» **Assignment**
In the court opinion excerpt below, list every case cited with a volume of the Montana Reports (abbreviated "Mont."). Give each case name and its first Mont. citation.

In Associated Press, we observed that the district court’s order “was a final determination
of the rights of the parties to this action.” Associated Press, ¶ 36. We have stated that
“any decree which leaves matters undetermined is interlocutory in nature and is not a
final judgment for purposes of appeal.” Kirchner v. Western Mont. Regional Community
Mental Health Ctr., 261 Mont. 227, 229, 861 P.2d 927, 929 (1993). In In re Marriage of
Griffin, 260 Mont. 124, 860 P.2d 78 (1993), we explained that for a decree to be final it
must reserve “no further questions or directions for further determination.” Griffin, 260
Mont. at 135, 860 P.2d at 85 (internal quotation marks omitted).
¶17 In Harding v. Garcia, 2007 MT 120, ¶ 16, 337 Mont. 274, 159 P.3d 1083, we held
that the judgment was not final until the district court issued its post-judgment order
setting the amount of attorney fees. Following Harding, we revised the Rules of
Appellate Procedure, effective October 1, 2007, to provide that “[a] final judgment
conclusively determines the rights of the parties and settles all claims in
controversy . . . including any necessary determination of the amount of costs and
attorney fees . . . .” M. R. App. P. 4(1)(a). Thus, the July 2009 judgment was not a final
judgment, and did not trigger the Rule 59 time deadlines.
¶18 2. Did the District Court abuse its discretion by awarding attorney fees to BRPA
under the private attorney general doctrine?
¶19 BRPA argues we should affirm on the ground that Landowners and Marnell have
failed to challenge an alternate basis for the District Court’s award of fees under the
UDJA. While the court did make a brief reference to the UDJA, the conclusion stated
9
that “[b]ased on the foregoing, the court hereby GRANTS BRPA’s Petition for
Attorneys’ Fees under the private attorney general doctrine . . . .” The order is unclear
whether the UDJA served as an alternate basis for the court’s award, and we decline to
affirm solely on that basis.
¶20 We follow the American Rule, “which provides that ‘a party in a civil action is
generally not entitled to [attorney] fees absent a specific contractual or statutory
provision.’” Montrust, ¶ 62 (quoting Matter of Dearborn Drainage Area (Bean Lake II),
240 Mont. 39, 42, 782 P.2d 898, 899 (1989)). In Montrust, we adopted the private
attorney general doctrine as an equitable exception to this rule. See Montrust, ¶¶ 64-67.

» **Data for analysis**
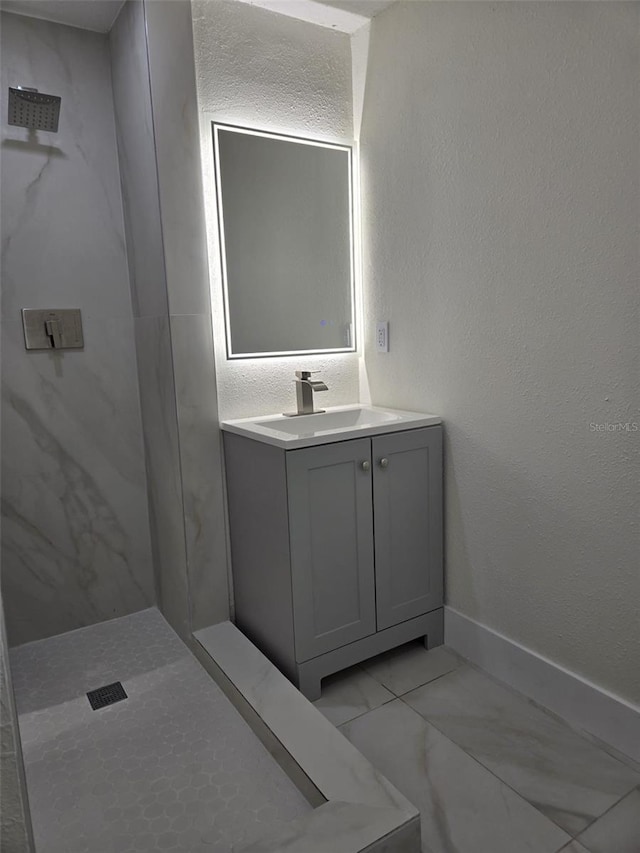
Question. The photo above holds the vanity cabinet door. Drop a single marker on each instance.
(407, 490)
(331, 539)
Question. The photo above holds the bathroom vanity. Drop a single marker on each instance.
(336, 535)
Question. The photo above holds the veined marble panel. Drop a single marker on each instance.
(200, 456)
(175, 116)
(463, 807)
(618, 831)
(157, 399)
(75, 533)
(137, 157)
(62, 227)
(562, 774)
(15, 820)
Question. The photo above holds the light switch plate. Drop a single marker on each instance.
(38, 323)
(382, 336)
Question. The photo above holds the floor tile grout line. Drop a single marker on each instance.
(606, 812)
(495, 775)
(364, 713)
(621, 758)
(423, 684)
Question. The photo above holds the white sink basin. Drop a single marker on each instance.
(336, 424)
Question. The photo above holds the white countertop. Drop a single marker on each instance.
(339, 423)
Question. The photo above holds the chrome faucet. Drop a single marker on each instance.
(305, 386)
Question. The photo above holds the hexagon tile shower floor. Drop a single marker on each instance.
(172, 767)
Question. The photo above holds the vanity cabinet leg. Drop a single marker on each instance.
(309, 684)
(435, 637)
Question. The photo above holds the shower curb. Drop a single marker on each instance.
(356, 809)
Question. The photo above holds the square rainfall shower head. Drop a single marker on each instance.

---

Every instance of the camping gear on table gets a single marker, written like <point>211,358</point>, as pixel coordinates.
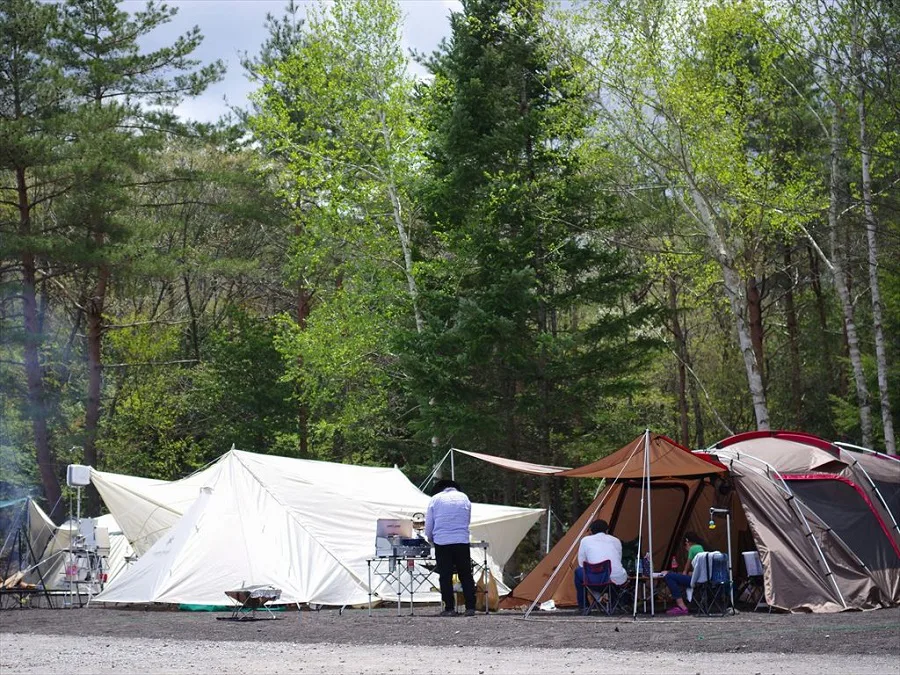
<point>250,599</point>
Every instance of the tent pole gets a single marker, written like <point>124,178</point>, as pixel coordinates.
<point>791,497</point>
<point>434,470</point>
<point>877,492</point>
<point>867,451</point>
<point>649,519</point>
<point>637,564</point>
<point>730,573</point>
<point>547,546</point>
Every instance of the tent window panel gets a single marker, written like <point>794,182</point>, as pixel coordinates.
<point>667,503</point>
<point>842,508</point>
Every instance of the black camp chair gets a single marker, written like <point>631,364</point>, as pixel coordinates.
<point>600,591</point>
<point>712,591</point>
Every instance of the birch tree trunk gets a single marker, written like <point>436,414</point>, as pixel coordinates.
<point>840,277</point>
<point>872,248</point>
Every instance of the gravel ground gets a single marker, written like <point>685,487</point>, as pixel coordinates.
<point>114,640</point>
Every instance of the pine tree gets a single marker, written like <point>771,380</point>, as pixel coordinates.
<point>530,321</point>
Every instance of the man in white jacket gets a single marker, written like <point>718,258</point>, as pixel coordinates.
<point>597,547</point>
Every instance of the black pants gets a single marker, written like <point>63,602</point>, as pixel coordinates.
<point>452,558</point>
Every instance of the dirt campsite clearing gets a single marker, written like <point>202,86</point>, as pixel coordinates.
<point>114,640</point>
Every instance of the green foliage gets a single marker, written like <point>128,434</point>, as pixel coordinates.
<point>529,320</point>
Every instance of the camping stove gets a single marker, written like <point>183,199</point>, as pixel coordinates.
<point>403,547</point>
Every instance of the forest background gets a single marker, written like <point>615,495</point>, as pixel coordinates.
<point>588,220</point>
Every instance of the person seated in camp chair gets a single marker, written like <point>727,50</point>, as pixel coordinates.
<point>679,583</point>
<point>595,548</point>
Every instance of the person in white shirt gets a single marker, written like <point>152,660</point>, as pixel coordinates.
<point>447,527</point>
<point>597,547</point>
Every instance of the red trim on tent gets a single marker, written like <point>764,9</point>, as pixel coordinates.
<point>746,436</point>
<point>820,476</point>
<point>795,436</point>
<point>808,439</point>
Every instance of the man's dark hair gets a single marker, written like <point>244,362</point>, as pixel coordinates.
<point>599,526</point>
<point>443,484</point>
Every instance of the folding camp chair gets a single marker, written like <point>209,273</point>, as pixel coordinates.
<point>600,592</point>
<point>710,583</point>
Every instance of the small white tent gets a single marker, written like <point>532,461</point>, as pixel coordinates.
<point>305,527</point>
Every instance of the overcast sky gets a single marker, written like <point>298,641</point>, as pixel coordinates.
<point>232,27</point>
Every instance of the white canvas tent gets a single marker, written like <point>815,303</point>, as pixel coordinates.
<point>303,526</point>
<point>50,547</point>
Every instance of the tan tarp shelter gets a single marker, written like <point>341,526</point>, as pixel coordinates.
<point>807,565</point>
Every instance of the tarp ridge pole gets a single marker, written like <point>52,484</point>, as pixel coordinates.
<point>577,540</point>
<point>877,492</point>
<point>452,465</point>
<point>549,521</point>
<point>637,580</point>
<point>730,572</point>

---

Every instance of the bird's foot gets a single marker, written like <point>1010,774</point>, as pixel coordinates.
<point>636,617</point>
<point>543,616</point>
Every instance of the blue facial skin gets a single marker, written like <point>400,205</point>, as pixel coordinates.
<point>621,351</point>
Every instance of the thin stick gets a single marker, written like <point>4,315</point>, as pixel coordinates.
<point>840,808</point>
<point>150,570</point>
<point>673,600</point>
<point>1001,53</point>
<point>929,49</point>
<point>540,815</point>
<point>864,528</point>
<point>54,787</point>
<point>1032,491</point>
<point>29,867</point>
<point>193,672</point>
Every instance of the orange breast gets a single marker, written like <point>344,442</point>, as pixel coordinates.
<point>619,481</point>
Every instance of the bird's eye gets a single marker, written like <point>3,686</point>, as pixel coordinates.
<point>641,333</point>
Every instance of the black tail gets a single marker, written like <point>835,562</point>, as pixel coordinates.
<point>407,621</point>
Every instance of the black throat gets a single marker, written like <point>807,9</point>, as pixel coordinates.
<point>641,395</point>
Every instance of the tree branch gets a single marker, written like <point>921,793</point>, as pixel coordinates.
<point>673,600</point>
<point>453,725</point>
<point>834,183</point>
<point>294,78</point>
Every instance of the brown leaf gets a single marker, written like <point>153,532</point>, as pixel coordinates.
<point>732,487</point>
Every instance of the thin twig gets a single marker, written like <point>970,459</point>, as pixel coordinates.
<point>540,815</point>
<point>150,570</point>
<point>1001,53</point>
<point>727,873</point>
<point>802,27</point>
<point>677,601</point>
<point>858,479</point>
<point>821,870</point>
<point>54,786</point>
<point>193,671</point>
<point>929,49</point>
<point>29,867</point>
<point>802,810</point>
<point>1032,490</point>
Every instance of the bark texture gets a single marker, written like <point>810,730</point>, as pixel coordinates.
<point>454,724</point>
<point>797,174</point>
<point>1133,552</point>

» **Task solution**
- Kirchner v. Western Mont. Regional Community Mental Health Ctr., 261 Mont. 227
- In re Marriage of Griffin, 260 Mont. 124
- Harding v. Garcia, 337 Mont. 274
- Matter of Dearborn Drainage Area (Bean Lake II), 240 Mont. 39